** Begin Task data **

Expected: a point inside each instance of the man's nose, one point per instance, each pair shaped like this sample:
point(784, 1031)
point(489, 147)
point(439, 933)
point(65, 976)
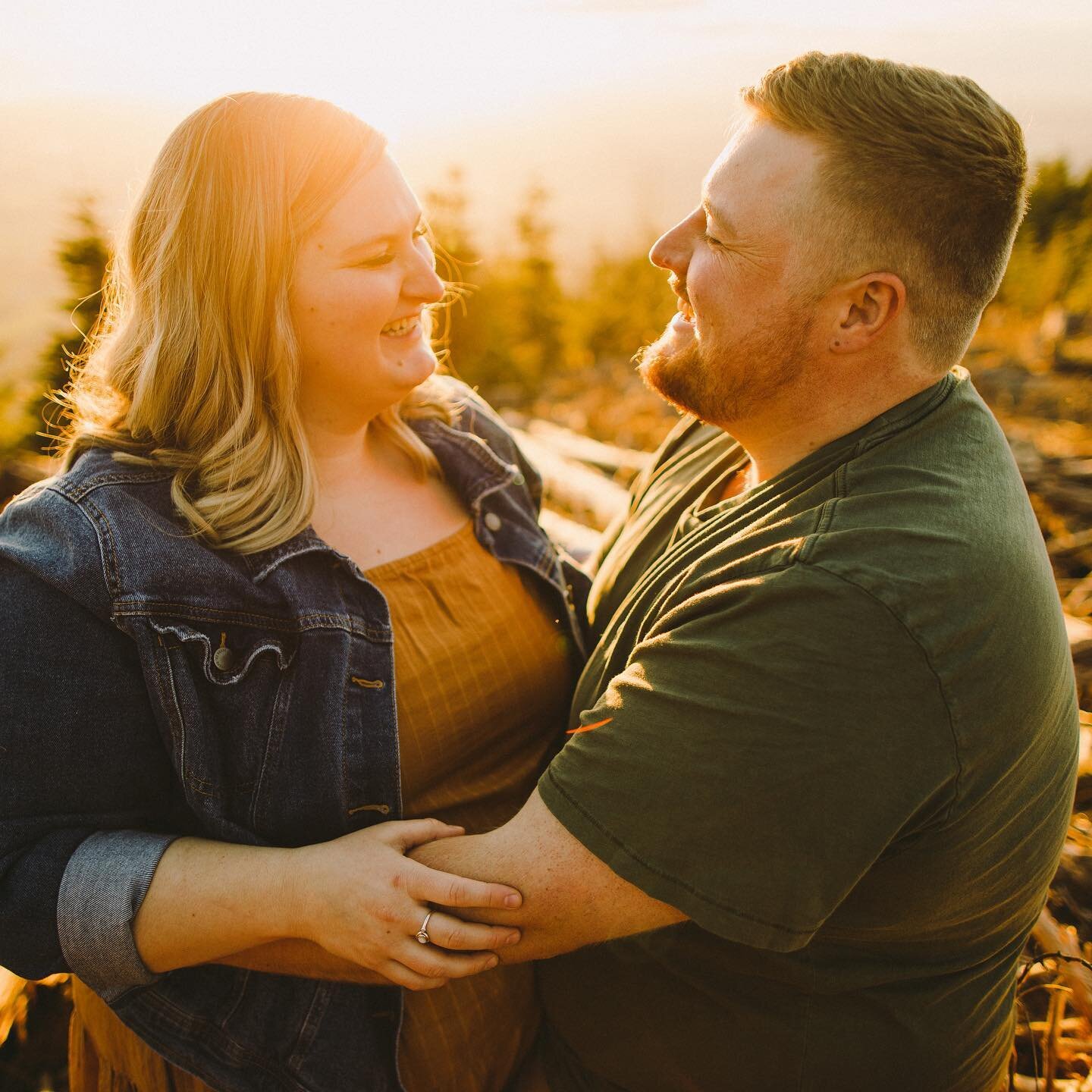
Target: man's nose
point(670, 251)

** End Task data **

* **Task prompt**:
Render every line of the records above as a Markdown table with the columns "Row" and "Line", skipping blank lines and leaving out the pictures.

* **Worked solution**:
| Row | Line |
|---|---|
| 1 | Expected: a point inside each instance of the man's nose, one point per instance, each pair shaped like this sample: |
| 2 | point(784, 1031) |
| 3 | point(489, 147) |
| 4 | point(439, 933) |
| 5 | point(65, 976) |
| 6 | Target: man's nose |
| 7 | point(670, 251) |